STUDY TEXT:
****
Hele is the earliest known Devonshire seat of the prominent Crocker family, which according to a traditional Devon rhyme:

Crocker, Cruwys, and Copplestone,

When the Conqueror came were all at home

was one of just three Devon families to have a pre-Conquest pedigree – a claim dismissed by W. G. Hoskins as a "hackneyed jingle" with "not a word of truth in it".

Croker's Hele was the seat of William Crocker, living during the reign of King Edward III (1327-1377). He is the earliest member of the family recorded in the Heraldic Visitations of Devon, although one of his ancestors is known to have been Richard Crocker (fl.1335) of Devon, England, a Member of Parliament for Tavistock (UK Parliament constituency) in Devon in 1335.
****
SUPPLIED RECORDS:
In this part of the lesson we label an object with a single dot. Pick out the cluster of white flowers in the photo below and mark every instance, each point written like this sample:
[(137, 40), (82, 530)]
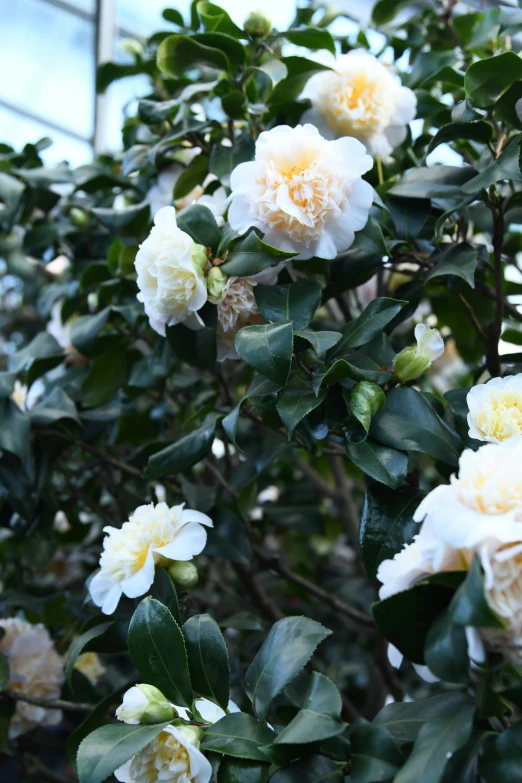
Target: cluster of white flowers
[(153, 534), (304, 191), (35, 670), (174, 754), (477, 513)]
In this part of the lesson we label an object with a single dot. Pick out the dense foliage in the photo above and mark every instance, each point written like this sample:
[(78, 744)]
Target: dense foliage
[(290, 355)]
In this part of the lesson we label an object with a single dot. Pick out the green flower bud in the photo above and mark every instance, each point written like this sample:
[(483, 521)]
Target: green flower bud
[(78, 217), (410, 364), (258, 25), (184, 573), (216, 282), (199, 257), (145, 704)]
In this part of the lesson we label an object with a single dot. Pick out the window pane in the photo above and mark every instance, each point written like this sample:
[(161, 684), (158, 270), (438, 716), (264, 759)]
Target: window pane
[(18, 131), (47, 62)]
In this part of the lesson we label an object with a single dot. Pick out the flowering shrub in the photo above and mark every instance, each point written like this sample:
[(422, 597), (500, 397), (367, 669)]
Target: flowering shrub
[(261, 407)]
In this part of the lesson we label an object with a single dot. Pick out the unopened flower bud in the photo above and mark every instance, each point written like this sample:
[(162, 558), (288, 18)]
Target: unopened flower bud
[(145, 704), (184, 573), (216, 283), (258, 25), (413, 361)]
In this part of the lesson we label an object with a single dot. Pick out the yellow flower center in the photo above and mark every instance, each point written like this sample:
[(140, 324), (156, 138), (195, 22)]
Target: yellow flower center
[(501, 416)]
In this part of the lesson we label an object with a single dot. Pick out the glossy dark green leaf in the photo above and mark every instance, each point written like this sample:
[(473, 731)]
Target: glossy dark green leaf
[(311, 37), (79, 643), (375, 756), (178, 53), (251, 255), (268, 349), (319, 717), (436, 741), (109, 747), (157, 648), (404, 720), (500, 762), (458, 260), (208, 659), (185, 452), (296, 302), (286, 650), (446, 650), (386, 465), (486, 80), (368, 325), (387, 523), (404, 619), (163, 590), (239, 735), (296, 403), (409, 422)]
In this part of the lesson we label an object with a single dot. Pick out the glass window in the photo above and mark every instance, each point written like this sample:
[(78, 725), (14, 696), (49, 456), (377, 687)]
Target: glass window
[(49, 56), (17, 130)]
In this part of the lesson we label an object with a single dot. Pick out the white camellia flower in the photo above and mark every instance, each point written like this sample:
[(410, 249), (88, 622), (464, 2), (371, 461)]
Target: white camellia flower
[(129, 554), (35, 669), (360, 97), (495, 409), (303, 192), (173, 756), (169, 265)]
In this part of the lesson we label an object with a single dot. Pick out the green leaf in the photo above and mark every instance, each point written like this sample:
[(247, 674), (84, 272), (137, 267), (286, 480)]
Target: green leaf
[(208, 659), (200, 224), (388, 466), (157, 648), (434, 182), (438, 739), (469, 605), (321, 342), (404, 619), (213, 18), (458, 260), (239, 735), (404, 720), (479, 131), (52, 408), (311, 769), (179, 53), (387, 524), (268, 349), (446, 650), (486, 80), (506, 166), (185, 452), (312, 38), (109, 747), (107, 375), (251, 255), (409, 422), (368, 325), (319, 717), (223, 160), (4, 671), (296, 302), (286, 650), (163, 590), (366, 399), (294, 404), (375, 756), (500, 762), (78, 645)]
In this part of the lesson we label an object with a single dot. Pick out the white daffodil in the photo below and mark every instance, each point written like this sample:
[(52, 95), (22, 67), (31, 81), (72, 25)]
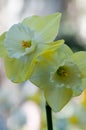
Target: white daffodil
****
ASSIGNED TASK A:
Copy the Crocker family passage from "Crocker, Cruwys, and" up to and including "Devon in 1335.".
ASSIGNED TASK B:
Continue the Crocker family passage from its last sentence.

ANSWER BOX A:
Crocker, Cruwys, and Copplestone,

When the Conqueror came were all at home

was one of just three Devon families to have a pre-Conquest pedigree – a claim dismissed by W. G. Hoskins as a "hackneyed jingle" with "not a word of truth in it".

Croker's Hele was the seat of William Crocker, living during the reign of King Edward III (1327-1377). He is the earliest member of the family recorded in the Heraldic Visitations of Devon, although one of his ancestors is known to have been Richard Crocker (fl.1335) of Devon, England, a Member of Parliament for Tavistock (UK Parliament constituency) in Devon in 1335.

ANSWER BOX B:
In the 14th century Croker's Hele was abandoned by John Crocker (William's grandson) in favour of Lyneham in the parish of Yealmpton, Devon, which he had inherited from his wife Alice Gambon, daughter and heiress of John Gambon of Lyneham. The last male of the Crocker family of Lyneham was Courtenay Crocker (died 1740), several times MP for Plympton.

===Present day===
Since 2014 Crocker's Hele has contained a solar farm with power capacity of over 1 MW.